Text excerpt |
# The Logical Conclusion



## Heath (Apr 1, 2013)

Should the "logical conclusion" argument be used in evangelism (or theological conversation in general)?

God is sovereign and there are many times in the bible that his sovereign will does not lead to its logical conclusion. We might see an action, a point of view, philosophy, etc. and think it through and then argue it's validity or lack thereof based on the logical conclusion we come up with. Thoughts may have logical conclusions in the thought world but once they enter the realm of the sinner they can become illogical quickly.

Anyway, I have a hard time moving past this argument most of the time but I am not certain it is even valid most of the time. I'd love some thoughts on this.


----------



## Afterthought (Apr 1, 2013)

Heath said:


> Thoughts may have logical conclusions in the thought world but once they enter the realm of the sinner they can become illogical quickly.


I'm not sure what you mean by "the logical conclusion argument" (perhaps it may also help if you gave an example of God's will not leading to its logical conclusion), but it should be noted that the realm of the sinner extends into the thought world. If this idea is being used as a premise in an argument, then the only "logical conclusion" is that no logical conclusion could be drawn, which is contrary to the use of reasoning we see in Scripture and self-defeating. I'm not sure how one can give up making "logical conclusions" without giving up rationality itself, in which case one could not argue against using "logical conclusions."


----------



## Heath (Apr 1, 2013)

An example might help. "I see that you are an arminian so you must believe in X, the logical conclusion of all that I see arminianism to mean." 

As for thought world, it might have been wiser to say "on paper."

And as for God's will leading to an illogical conclusion (this might be said better I am sure) I see things like God not destroying a city that he has every reason to destroy even after warnings though he is still just. It is grace that they are saved at the time and I meant to use this only as an example of how we might see only one possible outcome, perhaps also as Jonah did, and yet the outcome is not what we might have suspected. 

I hope that clears up what I mean a bit but feel free to ask for more clarification.


----------



## Tim (Apr 1, 2013)

Heath, I am not really following you here. Perhaps a good place to start is this question:

Are you more wanting to discuss 1) the laws of logic as they are operational in the universe; or 2) our inability to discern God's secret decrees?


----------



## Heath (Apr 1, 2013)

Neither really. I am more wanting to discus using the use of "so the logical conclusion would be" in evangelism.


----------



## CharlieJ (Apr 1, 2013)

(Records from a data collection)
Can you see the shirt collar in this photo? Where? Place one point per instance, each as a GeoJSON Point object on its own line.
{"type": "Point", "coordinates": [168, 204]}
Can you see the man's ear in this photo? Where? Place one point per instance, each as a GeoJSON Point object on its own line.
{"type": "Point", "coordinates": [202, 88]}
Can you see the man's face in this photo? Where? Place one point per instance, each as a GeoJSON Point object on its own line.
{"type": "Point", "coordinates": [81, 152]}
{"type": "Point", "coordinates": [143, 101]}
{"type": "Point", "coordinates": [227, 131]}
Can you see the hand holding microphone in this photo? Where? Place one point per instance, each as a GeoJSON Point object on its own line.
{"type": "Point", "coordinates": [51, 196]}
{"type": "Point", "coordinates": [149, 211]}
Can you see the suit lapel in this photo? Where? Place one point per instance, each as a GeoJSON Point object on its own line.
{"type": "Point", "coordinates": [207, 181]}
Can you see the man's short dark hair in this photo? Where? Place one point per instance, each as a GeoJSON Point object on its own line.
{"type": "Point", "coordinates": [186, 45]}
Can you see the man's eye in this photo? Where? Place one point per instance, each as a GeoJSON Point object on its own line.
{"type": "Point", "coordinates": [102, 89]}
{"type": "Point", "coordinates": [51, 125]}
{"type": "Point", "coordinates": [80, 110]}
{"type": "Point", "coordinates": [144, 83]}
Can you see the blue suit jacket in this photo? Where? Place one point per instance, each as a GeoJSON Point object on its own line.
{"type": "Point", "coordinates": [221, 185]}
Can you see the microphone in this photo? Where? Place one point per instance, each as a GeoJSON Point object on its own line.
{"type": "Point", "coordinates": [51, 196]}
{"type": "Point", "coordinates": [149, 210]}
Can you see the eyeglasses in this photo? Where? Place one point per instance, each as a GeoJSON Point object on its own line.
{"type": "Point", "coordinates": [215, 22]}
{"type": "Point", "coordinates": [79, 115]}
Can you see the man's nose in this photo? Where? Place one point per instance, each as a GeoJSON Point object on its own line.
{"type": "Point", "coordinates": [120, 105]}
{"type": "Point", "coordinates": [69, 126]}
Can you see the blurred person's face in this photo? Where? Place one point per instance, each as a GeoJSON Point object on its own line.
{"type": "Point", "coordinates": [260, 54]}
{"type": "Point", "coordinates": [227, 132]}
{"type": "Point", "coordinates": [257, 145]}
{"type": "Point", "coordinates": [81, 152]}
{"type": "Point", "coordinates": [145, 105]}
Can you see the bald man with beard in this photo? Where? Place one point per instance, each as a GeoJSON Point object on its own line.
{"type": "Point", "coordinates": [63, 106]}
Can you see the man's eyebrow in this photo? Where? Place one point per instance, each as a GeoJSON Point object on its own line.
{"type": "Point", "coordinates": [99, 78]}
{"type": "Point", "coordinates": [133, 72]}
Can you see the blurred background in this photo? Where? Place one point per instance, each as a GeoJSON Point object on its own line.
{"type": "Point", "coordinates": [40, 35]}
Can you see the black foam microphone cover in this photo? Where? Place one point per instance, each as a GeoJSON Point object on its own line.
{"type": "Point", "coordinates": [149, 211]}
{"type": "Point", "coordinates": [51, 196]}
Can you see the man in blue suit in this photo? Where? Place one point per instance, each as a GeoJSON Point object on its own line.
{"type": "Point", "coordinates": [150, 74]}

Goal of the exercise | Reproduce verbatim the passage of the forum thread on the "logical conclusion" argument from "And as for God's" up to and including "God's secret decrees?".

Solved problem |
And as for God's will leading to an illogical conclusion (this might be said better I am sure) I see things like God not destroying a city that he has every reason to destroy even after warnings though he is still just. It is grace that they are saved at the time and I meant to use this only as an example of how we might see only one possible outcome, perhaps also as Jonah did, and yet the outcome is not what we might have suspected. 

I hope that clears up what I mean a bit but feel free to ask for more clarification.


----------



## Tim (Apr 1, 2013)

Heath, I am not really following you here. Perhaps a good place to start is this question:

Are you more wanting to discuss 1) the laws of logic as they are operational in the universe; or 2) our inability to discern God's secret decrees?